Source data.

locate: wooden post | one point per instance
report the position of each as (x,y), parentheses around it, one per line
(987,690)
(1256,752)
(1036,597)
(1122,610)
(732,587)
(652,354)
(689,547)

Task description.
The answer should be the complete set of records, printed exactly.

Solved problem.
locate: wooden post | one point per instance
report the position of each as (x,y), parentheses around it, one per line
(987,690)
(1256,752)
(1036,597)
(1122,610)
(732,587)
(652,354)
(689,547)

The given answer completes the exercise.